• _WHAT THE EXERCISE ASKS_
Switch every "on its own line" in the entries below to "on a separate line", leaving all other wording unchanged.

• _Named-object pointing entries_
=======

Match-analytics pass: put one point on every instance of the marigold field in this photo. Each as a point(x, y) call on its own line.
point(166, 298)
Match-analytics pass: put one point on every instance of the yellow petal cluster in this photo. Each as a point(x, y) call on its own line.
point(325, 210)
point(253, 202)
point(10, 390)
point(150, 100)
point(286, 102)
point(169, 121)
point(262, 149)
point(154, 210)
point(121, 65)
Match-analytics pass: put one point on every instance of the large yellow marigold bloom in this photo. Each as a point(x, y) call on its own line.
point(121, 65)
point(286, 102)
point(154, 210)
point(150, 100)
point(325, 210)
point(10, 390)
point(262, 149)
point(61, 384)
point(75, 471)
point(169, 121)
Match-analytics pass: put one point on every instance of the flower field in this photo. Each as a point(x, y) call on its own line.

=======

• _ANSWER FOR THE TASK_
Match-analytics pass: put one point on every instance of the marigold field in this photo. Each as a point(x, y) call on a separate line.
point(166, 298)
Match-analytics pass: put one point on every instance of the yellow petal cluster in this photo. Each as a point(x, y) call on a separate line.
point(325, 210)
point(253, 202)
point(10, 390)
point(150, 100)
point(286, 102)
point(169, 121)
point(262, 149)
point(154, 210)
point(121, 65)
Match-analytics pass: put one point on every instance of the large yellow marigold bloom in this photo. Each as a point(x, y) call on a separate line.
point(121, 65)
point(286, 102)
point(154, 210)
point(150, 100)
point(325, 210)
point(10, 390)
point(262, 149)
point(61, 384)
point(75, 471)
point(169, 121)
Match-analytics pass: put one point on every instance of the flower field in this photo. Each as a point(x, y) call on a separate line.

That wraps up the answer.